◆ ENTRIES SUPPLIED ◆
┄┄┄┄┄┄┄┄┄┄┄┄┄┄┄┄┄┄┄┄
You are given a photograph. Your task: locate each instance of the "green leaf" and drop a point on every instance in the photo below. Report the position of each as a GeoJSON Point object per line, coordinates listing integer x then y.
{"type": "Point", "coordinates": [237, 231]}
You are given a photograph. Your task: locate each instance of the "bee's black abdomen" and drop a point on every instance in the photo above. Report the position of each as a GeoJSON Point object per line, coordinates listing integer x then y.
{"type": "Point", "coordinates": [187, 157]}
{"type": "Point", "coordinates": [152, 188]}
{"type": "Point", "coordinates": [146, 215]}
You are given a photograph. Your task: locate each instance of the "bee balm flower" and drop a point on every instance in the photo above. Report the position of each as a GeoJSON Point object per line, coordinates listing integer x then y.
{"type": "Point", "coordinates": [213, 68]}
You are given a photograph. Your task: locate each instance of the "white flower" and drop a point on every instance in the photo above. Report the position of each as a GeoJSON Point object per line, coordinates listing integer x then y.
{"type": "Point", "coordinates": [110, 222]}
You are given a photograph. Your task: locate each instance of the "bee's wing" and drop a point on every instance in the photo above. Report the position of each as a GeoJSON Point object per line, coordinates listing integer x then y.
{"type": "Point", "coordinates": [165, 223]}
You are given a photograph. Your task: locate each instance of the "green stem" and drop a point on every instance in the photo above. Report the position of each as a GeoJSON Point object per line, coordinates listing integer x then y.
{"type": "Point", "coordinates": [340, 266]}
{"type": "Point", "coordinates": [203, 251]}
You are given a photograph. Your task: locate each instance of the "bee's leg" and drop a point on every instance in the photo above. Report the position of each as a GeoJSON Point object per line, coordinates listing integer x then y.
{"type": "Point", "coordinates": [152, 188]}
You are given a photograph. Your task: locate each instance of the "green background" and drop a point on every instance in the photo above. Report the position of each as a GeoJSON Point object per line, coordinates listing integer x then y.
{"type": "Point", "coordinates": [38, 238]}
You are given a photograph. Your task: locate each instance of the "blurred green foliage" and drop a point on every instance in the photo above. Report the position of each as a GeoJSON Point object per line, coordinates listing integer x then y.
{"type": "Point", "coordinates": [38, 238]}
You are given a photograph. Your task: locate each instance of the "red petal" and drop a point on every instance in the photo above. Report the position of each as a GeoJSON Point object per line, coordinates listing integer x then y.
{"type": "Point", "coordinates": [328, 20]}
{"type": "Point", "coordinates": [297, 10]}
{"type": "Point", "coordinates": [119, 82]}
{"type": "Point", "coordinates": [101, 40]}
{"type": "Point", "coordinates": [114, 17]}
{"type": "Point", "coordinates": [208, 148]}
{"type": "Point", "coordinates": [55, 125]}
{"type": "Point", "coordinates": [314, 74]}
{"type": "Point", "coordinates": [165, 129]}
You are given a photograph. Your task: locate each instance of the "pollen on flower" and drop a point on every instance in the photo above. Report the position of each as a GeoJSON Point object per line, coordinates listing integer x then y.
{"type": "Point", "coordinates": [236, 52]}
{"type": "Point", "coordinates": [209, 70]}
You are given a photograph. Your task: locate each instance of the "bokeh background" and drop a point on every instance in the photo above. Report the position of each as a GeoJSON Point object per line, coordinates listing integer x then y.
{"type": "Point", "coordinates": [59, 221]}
┄┄┄┄┄┄┄┄┄┄┄┄┄┄┄┄┄┄┄┄
Extract all of the data above and output it character for character.

You are given a photograph. Your task: locate each instance of the "green leaf" and drop a point on every instance in the photo below. Report the position of each as a GeoJSON Point object per line, coordinates listing integer x then y.
{"type": "Point", "coordinates": [237, 231]}
You are given a photograph. Your task: locate each instance of the "bee's black abdomen" and drop a point on every instance in the photo above. Report the position of each as a GeoJSON Point object per line, coordinates listing integer x then y.
{"type": "Point", "coordinates": [187, 157]}
{"type": "Point", "coordinates": [152, 188]}
{"type": "Point", "coordinates": [146, 215]}
You are given a photograph. Your task: locate each instance of the "bee balm flower" and drop a point on every instance in the photo above. Report the position of each as a GeoJSON Point object per line, coordinates listing integer x then y.
{"type": "Point", "coordinates": [213, 68]}
You are given a photograph. Your task: locate each instance of the "white flower" and drop a point on every instance in the photo above. Report the position of each as a GeoJSON Point object per line, coordinates listing integer x then y.
{"type": "Point", "coordinates": [110, 222]}
You are given a photograph. Your task: locate each instance of the "bee's wing" and drop a point on every instance in the photo above. Report the position of each as a GeoJSON Point object per line, coordinates listing integer x then y.
{"type": "Point", "coordinates": [165, 223]}
You are given a photograph. Your task: locate each instance of the "green stem" and drop a point on every instance in the photo above. Report the position of each as a GeoJSON Point object per line, coordinates listing integer x then y.
{"type": "Point", "coordinates": [340, 266]}
{"type": "Point", "coordinates": [203, 251]}
You are given a photograph. Your task: locate each instance of the "bee's leg" and drop a point on every instance in the photo above. Report the position of each as a GeoJSON Point object per line, coordinates listing integer x then y.
{"type": "Point", "coordinates": [152, 188]}
You are given a photograph. Your task: locate each instance of the "green background" and drop a point on every instance in the photo above. Report the position of each as a GeoJSON Point object per line, coordinates listing integer x then y.
{"type": "Point", "coordinates": [38, 238]}
You are given a photograph. Your task: locate each instance of the "blurred green foliage" and drop a point on every instance in the photo above. Report the position of each as a GeoJSON Point object per line, coordinates listing integer x then y.
{"type": "Point", "coordinates": [38, 238]}
You are given a photograph. Your task: locate each instance of the "red petal" and drop a point on every instance in the photo above. Report the position of each as a GeoJSON Point object per line, coordinates listing integer x then y.
{"type": "Point", "coordinates": [328, 20]}
{"type": "Point", "coordinates": [297, 10]}
{"type": "Point", "coordinates": [119, 82]}
{"type": "Point", "coordinates": [101, 40]}
{"type": "Point", "coordinates": [114, 17]}
{"type": "Point", "coordinates": [208, 148]}
{"type": "Point", "coordinates": [55, 125]}
{"type": "Point", "coordinates": [314, 74]}
{"type": "Point", "coordinates": [165, 129]}
You are given a photograph. Your task: locate each instance of the "pollen on flower" and drop a point on every instance in the photo above. Report the position of each as a GeoJSON Point object per line, coordinates listing integer x then y.
{"type": "Point", "coordinates": [236, 52]}
{"type": "Point", "coordinates": [209, 70]}
You are given a photograph. Your task: locate each instance of the "bokeh background" and drop a point on every instance in the photo above. Report the position of each as a GeoJSON Point object per line, coordinates listing integer x then y.
{"type": "Point", "coordinates": [59, 221]}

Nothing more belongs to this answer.